Say that a credence c satisfies Subadditivity provided that \(c(A)+c(B)\le c(A\cup B)\) whenever A and B are disjoint. Given that our credences take values in [0, 1], Subadditivity implies Zero and Monotonicity. Recall that c is regular provided that \(c(A)>0\) whenever A is non-empty. Let \(\mathcal S\) be the regular credences that satisfy Normalization and Subadditivity. Say that a member f of \([-\infty ,\infty ]^\Omega \) is finite provided \(|f(\omega )|<\infty \) for all \(\omega \in \Omega \).

Theorem 3

Suppose \(\Omega \) has at least two points. Let \(s:\mathcal S\rightarrow [M,\infty ]^\Omega \) be a \((\mathcal S,{\text {LSI}})\)-proper scoring rule defined on \(\mathcal S\) and suppose that s(u) is finite for at least one \(u\in \mathcal S\). Then there is a probability p in \(\mathcal S\) and a non-probability r in \(\mathcal S\) such that (a) \(s(p)=s(r)\) everywhere, and (b) there is a point \(\omega \in \Omega \) at which p is truer than s.

□ □ □ □ □

**Stated problem A**: Find every line in the records that contains the word "golden", matching case exactly, and copy each of those lines.

□ □ □ □ □

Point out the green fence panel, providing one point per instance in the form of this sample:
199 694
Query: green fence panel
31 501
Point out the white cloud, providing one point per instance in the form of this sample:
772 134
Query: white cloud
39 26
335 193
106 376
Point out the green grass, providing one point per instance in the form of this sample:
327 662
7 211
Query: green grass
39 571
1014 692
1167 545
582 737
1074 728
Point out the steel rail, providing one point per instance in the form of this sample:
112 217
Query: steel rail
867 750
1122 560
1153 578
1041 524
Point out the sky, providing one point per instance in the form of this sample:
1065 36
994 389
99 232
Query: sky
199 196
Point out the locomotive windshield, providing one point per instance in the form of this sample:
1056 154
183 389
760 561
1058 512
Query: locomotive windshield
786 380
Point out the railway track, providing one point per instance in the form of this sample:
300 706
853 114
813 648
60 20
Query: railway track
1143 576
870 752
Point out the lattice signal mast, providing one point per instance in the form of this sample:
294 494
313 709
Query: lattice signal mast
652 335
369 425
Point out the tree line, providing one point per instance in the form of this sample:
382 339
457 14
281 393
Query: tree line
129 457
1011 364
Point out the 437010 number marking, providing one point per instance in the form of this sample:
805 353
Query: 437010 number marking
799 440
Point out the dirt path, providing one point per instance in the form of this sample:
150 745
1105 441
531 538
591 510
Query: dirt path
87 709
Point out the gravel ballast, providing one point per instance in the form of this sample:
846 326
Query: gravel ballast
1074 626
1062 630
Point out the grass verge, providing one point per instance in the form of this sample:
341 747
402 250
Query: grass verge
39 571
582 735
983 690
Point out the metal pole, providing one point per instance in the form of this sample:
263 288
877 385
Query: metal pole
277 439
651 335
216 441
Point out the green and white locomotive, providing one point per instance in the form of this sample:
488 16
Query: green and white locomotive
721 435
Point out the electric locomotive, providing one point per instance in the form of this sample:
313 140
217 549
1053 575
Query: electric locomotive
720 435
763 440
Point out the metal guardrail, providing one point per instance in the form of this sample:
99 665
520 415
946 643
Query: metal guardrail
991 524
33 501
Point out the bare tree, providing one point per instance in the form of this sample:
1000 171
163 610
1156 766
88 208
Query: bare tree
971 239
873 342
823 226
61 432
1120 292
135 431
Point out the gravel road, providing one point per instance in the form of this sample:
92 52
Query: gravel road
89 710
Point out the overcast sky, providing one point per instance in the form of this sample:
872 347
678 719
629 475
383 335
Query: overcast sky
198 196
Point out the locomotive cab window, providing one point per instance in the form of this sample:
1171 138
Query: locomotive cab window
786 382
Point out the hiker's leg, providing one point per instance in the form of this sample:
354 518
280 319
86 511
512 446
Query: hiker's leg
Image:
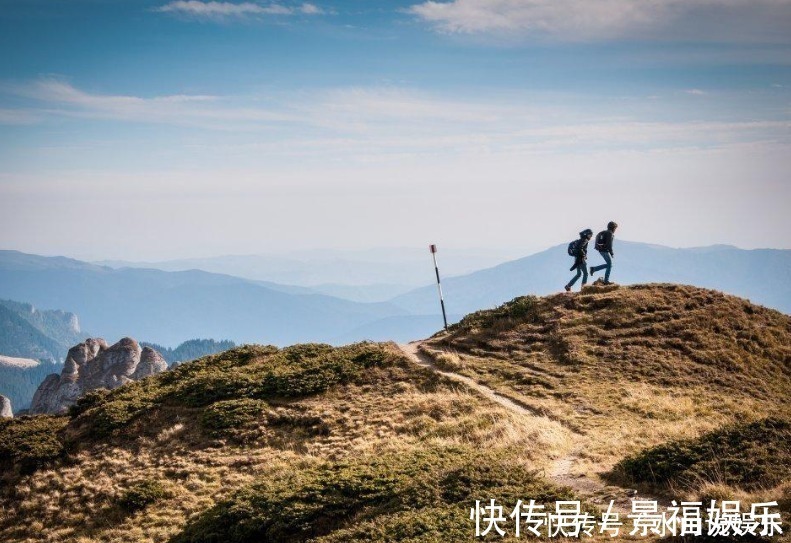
574 279
606 256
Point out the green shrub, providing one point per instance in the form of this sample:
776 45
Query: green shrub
749 456
412 487
30 443
249 372
233 418
142 494
520 309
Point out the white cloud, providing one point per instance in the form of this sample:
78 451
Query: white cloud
381 123
63 99
226 10
588 20
310 9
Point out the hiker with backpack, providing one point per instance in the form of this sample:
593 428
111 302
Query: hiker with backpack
579 250
604 246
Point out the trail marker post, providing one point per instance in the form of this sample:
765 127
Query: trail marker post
433 249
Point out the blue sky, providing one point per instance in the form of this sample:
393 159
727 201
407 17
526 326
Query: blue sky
191 128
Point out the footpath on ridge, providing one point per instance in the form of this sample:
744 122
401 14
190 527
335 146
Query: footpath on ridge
560 470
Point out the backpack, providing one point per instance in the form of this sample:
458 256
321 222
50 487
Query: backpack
601 241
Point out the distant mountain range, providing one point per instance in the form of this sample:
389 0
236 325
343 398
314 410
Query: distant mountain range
28 332
761 275
168 308
372 275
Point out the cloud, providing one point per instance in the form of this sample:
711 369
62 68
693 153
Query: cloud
64 100
310 9
382 123
767 21
228 10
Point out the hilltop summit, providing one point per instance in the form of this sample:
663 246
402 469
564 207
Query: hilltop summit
365 443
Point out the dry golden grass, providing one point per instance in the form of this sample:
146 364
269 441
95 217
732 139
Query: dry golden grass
601 375
78 501
628 368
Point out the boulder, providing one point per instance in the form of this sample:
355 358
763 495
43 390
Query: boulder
91 365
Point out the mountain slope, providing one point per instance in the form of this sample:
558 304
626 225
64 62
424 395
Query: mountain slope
168 308
761 275
359 443
261 444
627 368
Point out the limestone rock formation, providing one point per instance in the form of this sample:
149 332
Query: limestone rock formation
5 407
93 364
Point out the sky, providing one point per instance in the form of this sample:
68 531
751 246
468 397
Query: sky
149 130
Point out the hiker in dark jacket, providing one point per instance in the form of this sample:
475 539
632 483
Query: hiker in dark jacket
580 259
604 246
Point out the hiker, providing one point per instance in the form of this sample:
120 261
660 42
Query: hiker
579 250
604 246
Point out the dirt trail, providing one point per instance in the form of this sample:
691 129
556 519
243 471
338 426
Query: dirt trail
561 470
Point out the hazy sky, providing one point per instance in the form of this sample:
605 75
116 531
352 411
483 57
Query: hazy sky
142 129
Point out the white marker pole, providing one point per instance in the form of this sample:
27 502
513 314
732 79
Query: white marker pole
433 249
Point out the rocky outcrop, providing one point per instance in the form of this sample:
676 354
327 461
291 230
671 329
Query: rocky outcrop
5 408
93 364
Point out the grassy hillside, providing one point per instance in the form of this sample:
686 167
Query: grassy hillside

□ □ □ □ □

**Stated problem B**: Quote the excerpt on subadditive credences verbatim from "Say that a credence" up to and including "all \(\omega \in \Omega \).".

**Written response A**:
Point out the dry golden grass, providing one point per instance in the form of this sample:
Query: dry golden grass

**Written response B**:
Say that a credence c satisfies Subadditivity provided that \(c(A)+c(B)\le c(A\cup B)\) whenever A and B are disjoint. Given that our credences take values in [0, 1], Subadditivity implies Zero and Monotonicity. Recall that c is regular provided that \(c(A)>0\) whenever A is non-empty. Let \(\mathcal S\) be the regular credences that satisfy Normalization and Subadditivity. Say that a member f of \([-\infty ,\infty ]^\Omega \) is finite provided \(|f(\omega )|<\infty \) for all \(\omega \in \Omega \).